*SOURCE TEXT*:
- - -

Palo Alto Networks (NASDAQ: PANW) launched Prisma AIRS 3.0 at RSA Conference 2026 on March 25, expanding its AI security platform to cover the full lifecycle of agentic AI in enterprise environments. The press release describes the product as the company’s answer to a specific gap: most enterprises can monitor what an AI says, but they cannot see or control what an AI agent does.
“Agentic AI represents a massive leap forward, moving beyond simple conversation to autonomous action that will redefine productivity,” said Anand Oswal, Executive Vice President of AI & Network Security at Palo Alto Networks, in the announcement. “But this shift from ‘AI that talks’ to ‘AI that acts’ introduces new risks — from unmanaged agentic identities to unpredictable runtime behaviors.”
What Prisma AIRS 3.0 Does
The platform organizes around three capabilities, according to the press release:
Agent discovery. Prisma AIRS inventories AI agents, models, and connections across cloud environments, SaaS platforms, and local endpoints. The pitch is visibility into “shadow AI” — agents deployed without security team awareness.
Continuous risk assessment. Agent Artifact Security maps an agent’s architecture and scans for vulnerabilities. AI Red Teaming for agents simulates context-aware agentic attacks to discover vulnerabilities and recommend runtime security policies.
Runtime protection. The AI Agent Gateway, currently in limited preview, provides a central control plane for agent runtime and identity security, governance, and observability. Following the close of Palo Alto’s proposed acquisition of Koi, Agentic Endpoint Security will add visibility into AI applications running on developer endpoints, targeting the coding agent use case specifically.
The RSA 2026 Competitive Landscape
Prisma AIRS 3.0 is the latest in a wave of agentic AI security launches at this year’s RSA Conference. Cisco announced Zero-Trust Access for AI agents with Duo IAM integration. Databricks entered the cybersecurity market with Lakewatch, an agentic SIEM. IBM, Auth0, and Yubico launched a hardware-backed Human-in-the-Loop framework requiring physical YubiKey taps for high-risk agent actions. 1Password unveiled Unified Access for agent identity management with Anthropic, OpenAI, and GitHub as launch partners.
The pattern is clear: every major security vendor at RSAC 2026 shipped something targeting autonomous AI agents. Palo Alto’s differentiator is scope — Prisma AIRS 3.0 claims to cover discovery through runtime in a single platform rather than focusing on a single layer like identity or detection.

- - -

*MATERIAL SHOWN*:
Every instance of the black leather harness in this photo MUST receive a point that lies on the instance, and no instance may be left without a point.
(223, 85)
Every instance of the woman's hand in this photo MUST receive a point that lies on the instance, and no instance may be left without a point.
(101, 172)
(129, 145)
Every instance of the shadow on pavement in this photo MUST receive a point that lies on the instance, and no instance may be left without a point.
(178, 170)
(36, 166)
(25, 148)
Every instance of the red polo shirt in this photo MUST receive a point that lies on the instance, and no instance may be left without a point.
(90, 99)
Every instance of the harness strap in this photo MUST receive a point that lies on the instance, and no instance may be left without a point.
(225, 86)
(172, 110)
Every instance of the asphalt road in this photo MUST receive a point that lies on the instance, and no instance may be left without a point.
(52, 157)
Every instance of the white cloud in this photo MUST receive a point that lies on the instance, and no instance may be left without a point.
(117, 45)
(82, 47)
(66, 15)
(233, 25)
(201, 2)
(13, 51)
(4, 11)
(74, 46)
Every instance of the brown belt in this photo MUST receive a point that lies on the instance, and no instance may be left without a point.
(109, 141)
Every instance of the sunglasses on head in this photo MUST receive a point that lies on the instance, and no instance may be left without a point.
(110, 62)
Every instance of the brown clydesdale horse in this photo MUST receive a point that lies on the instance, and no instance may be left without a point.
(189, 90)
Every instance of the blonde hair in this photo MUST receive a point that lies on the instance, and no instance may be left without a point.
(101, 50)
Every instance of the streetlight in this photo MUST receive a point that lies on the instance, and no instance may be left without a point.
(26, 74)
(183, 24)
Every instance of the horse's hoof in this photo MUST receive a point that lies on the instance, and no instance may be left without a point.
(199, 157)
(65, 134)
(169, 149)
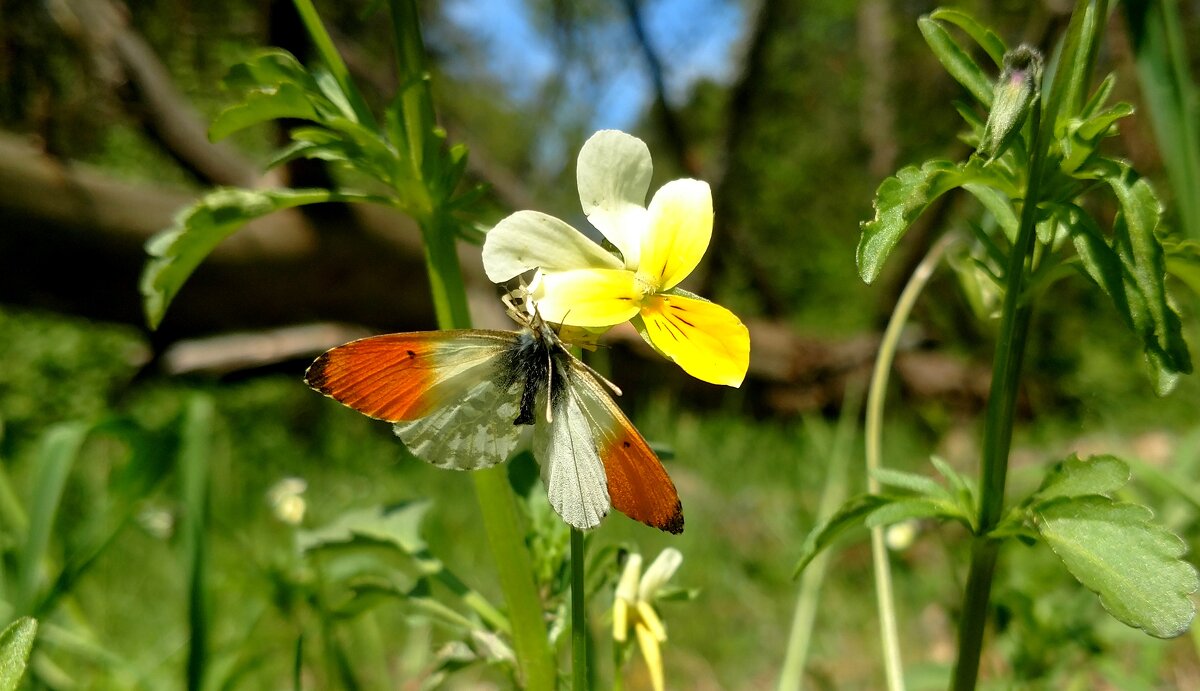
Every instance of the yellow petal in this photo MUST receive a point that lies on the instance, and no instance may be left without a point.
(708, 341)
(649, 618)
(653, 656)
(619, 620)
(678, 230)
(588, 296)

- - -

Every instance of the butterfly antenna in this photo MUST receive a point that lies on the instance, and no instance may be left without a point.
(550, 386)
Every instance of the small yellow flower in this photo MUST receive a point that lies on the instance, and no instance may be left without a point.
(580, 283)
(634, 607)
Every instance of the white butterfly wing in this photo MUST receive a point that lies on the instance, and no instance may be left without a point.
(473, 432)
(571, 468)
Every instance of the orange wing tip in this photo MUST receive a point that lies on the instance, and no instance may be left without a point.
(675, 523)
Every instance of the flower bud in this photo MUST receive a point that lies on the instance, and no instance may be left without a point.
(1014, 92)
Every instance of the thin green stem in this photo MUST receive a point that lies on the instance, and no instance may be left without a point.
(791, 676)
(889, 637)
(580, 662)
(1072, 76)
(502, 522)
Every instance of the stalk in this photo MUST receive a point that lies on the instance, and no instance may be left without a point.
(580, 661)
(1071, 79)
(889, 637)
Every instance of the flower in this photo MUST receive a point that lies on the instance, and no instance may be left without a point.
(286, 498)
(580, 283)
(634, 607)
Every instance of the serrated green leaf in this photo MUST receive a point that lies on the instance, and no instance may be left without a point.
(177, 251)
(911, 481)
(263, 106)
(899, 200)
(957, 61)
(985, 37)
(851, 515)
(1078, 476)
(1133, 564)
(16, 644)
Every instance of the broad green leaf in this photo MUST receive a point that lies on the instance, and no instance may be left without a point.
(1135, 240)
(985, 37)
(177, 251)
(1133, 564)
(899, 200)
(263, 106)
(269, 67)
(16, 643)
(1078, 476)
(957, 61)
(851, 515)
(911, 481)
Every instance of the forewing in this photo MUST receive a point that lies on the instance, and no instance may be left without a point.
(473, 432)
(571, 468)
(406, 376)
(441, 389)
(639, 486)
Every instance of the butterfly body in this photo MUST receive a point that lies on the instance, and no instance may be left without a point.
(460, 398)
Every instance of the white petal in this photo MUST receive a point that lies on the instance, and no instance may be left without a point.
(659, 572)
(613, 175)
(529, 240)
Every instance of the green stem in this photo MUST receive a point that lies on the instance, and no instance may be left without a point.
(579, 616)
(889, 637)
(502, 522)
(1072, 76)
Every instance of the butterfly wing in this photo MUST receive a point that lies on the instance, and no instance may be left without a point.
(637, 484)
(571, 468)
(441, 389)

- - -

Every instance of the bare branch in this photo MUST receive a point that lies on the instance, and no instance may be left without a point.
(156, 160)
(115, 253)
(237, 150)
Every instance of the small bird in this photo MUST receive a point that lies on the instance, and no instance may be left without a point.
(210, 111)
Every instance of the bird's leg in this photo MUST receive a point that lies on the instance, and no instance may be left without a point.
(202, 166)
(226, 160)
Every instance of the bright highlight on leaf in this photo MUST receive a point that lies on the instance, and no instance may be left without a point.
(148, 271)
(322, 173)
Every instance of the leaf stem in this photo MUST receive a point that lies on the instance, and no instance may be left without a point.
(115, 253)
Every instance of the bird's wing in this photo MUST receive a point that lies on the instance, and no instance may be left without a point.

- - -

*QUESTIONS TO ANSWER*:
- A) In the Prisma AIRS 3.0 article, swap "vulnerabilities" for "weaknesses" and reproduce the passage that opens with the words "Continuous risk assessment." and closes with "runtime security policies.".
- B) Translate this sentence from the Prisma AIRS 3.0 article into Spanish: "Databricks entered the cybersecurity market with Lakewatch, an agentic SIEM."
The data above has no connection to the Prisma AIRS 3.0 article.

*EXPECTED RESPONSES*:
- A)
Continuous risk assessment. Agent Artifact Security maps an agent’s architecture and scans for weaknesses. AI Red Teaming for agents simulates context-aware agentic attacks to discover weaknesses and recommend runtime security policies.

- B) Databricks entró en el mercado de la ciberseguridad con Lakewatch, un SIEM agéntico.